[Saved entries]
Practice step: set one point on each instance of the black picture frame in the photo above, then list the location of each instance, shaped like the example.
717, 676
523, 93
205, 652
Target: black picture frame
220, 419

== Instructions for the task ==
The response should be an exact copy of every line above.

== Answer to this problem ==
Practice step: set one point on each instance of the black picture frame in the photo above, then list the location of each instance, shaped like the example.
717, 676
523, 93
205, 652
Target: black picture frame
220, 419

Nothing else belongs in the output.